# [TASK INSTRUCTIONS]
**1.** Transcribe the plotting extract between "You need to" and "one of them).", inclusive.
**2.** In the plotting extract, condense the paragraph that begins "If you really want to include this idea" into a single shorter sentence that keeps its main points.

# [PAGE EXTRACT]
----
Photo by Kaboompics on Pexels

Bonus Tip: It’s Okay To Not Include All Story Ideas

So here’s the hard truth: I had to cut out some ideas because they didn’t fit the story.

You need to keep the big picture in mind. If some ideas just can’t work, you have to harden your heart and cut them out.

Ask yourself: After plotting the story so far, does it make sense to include this idea?

If you really want to include this idea, try tweaking the idea so it fits into your story. But if the idea can’t fit no matter how much you adjust it, it’s time to let go of the idea.

Photo by congerdesign on Pixabay

Now It’s Your Turn

Here’s my plotting process for my time travel story (which should be published next year!)~ I’m using 2 narrative timelines though. One for the time traveler and one for the time traveler’s lover. I almost created 1 more timeline for the antagonist hahaha 😀

My other 2 stories didn’t really need such in-depth plotting (though I did create a narrative timeline and arranged the notes up to 90% for one of them).
----
# [GIVEN INFORMATION]

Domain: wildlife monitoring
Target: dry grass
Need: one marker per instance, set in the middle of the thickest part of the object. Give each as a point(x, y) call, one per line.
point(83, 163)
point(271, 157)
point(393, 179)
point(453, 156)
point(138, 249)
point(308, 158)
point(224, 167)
----
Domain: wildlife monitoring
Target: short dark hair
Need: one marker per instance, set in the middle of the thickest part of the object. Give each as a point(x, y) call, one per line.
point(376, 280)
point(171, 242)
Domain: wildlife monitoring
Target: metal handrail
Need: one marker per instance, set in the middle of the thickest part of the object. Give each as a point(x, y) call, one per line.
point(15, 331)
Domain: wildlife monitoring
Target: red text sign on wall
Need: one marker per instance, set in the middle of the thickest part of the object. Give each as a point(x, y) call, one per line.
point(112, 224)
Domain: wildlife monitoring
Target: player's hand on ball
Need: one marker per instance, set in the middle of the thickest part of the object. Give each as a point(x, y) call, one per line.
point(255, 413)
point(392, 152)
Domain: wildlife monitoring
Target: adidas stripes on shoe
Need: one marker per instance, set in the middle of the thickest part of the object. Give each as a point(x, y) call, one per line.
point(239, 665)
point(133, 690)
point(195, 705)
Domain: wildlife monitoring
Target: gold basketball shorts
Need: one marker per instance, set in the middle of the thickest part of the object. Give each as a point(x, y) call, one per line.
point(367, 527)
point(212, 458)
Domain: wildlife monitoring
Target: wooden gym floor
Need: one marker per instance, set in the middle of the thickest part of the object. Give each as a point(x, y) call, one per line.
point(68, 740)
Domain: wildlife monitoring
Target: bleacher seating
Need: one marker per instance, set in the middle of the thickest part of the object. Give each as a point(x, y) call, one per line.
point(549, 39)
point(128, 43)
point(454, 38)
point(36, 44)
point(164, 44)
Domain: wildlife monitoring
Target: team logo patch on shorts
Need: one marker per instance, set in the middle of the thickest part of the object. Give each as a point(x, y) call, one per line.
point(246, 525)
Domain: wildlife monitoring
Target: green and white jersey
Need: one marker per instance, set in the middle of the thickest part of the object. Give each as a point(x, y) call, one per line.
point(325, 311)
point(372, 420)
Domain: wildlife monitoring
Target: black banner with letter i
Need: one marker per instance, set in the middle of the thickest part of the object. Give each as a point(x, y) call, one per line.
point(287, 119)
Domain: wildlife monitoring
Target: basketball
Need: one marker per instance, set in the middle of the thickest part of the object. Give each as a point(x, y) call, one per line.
----
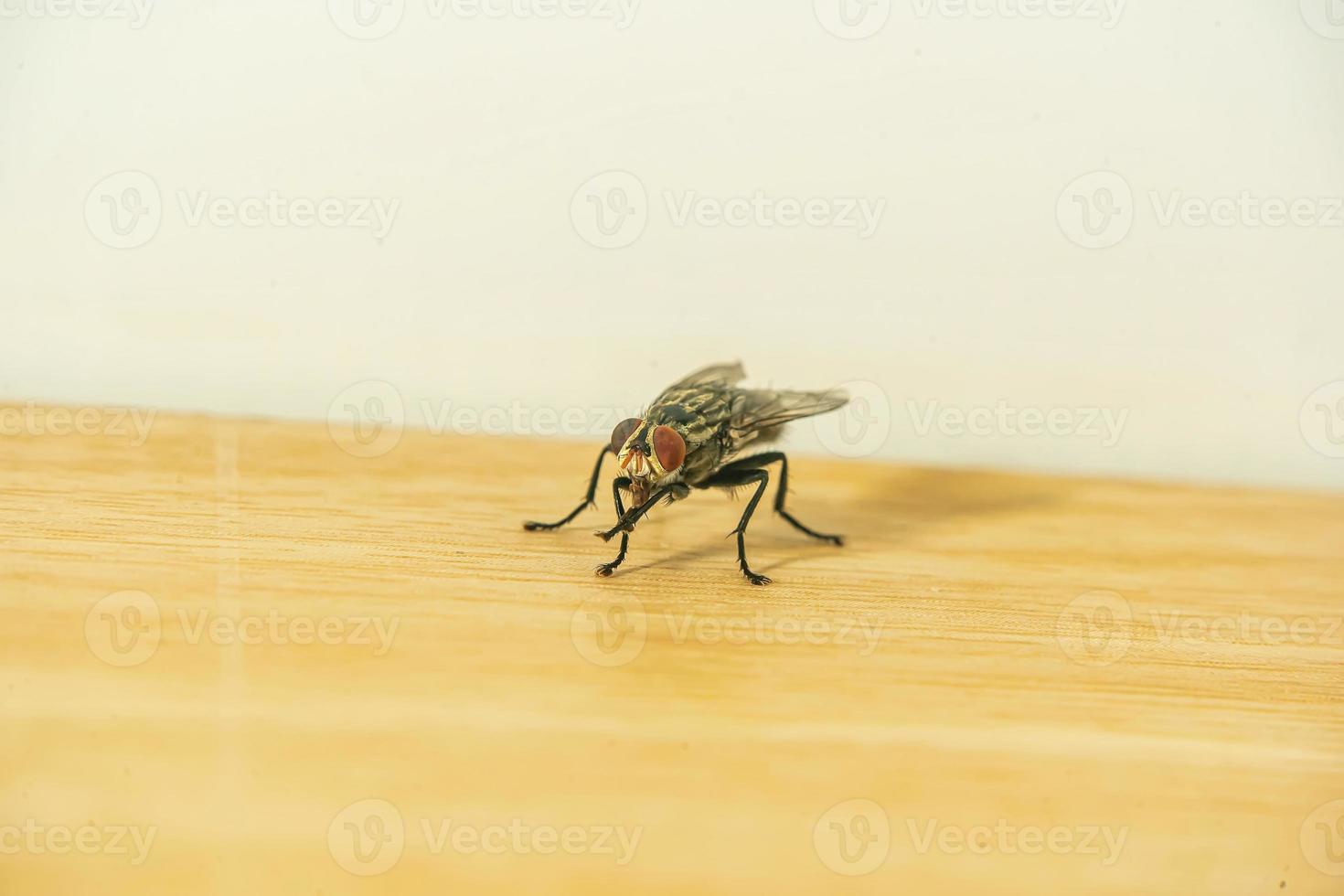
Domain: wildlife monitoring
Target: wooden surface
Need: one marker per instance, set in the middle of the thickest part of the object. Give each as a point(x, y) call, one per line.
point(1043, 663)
----
# [TASK-BY-TASK RESULTS]
**1.**
You need to keep the big picture in mind. If some ideas just can’t work, you have to harden your heart and cut them out.

Ask yourself: After plotting the story so far, does it make sense to include this idea?

If you really want to include this idea, try tweaking the idea so it fits into your story. But if the idea can’t fit no matter how much you adjust it, it’s time to let go of the idea.

Photo by congerdesign on Pixabay

Now It’s Your Turn

Here’s my plotting process for my time travel story (which should be published next year!)~ I’m using 2 narrative timelines though. One for the time traveler and one for the time traveler’s lover. I almost created 1 more timeline for the antagonist hahaha 😀

My other 2 stories didn’t really need such in-depth plotting (though I did create a narrative timeline and arranged the notes up to 90% for one of them).

**2.** If you want to keep an idea, tweak it to fit the story, and if no amount of adjusting makes it fit, let it go.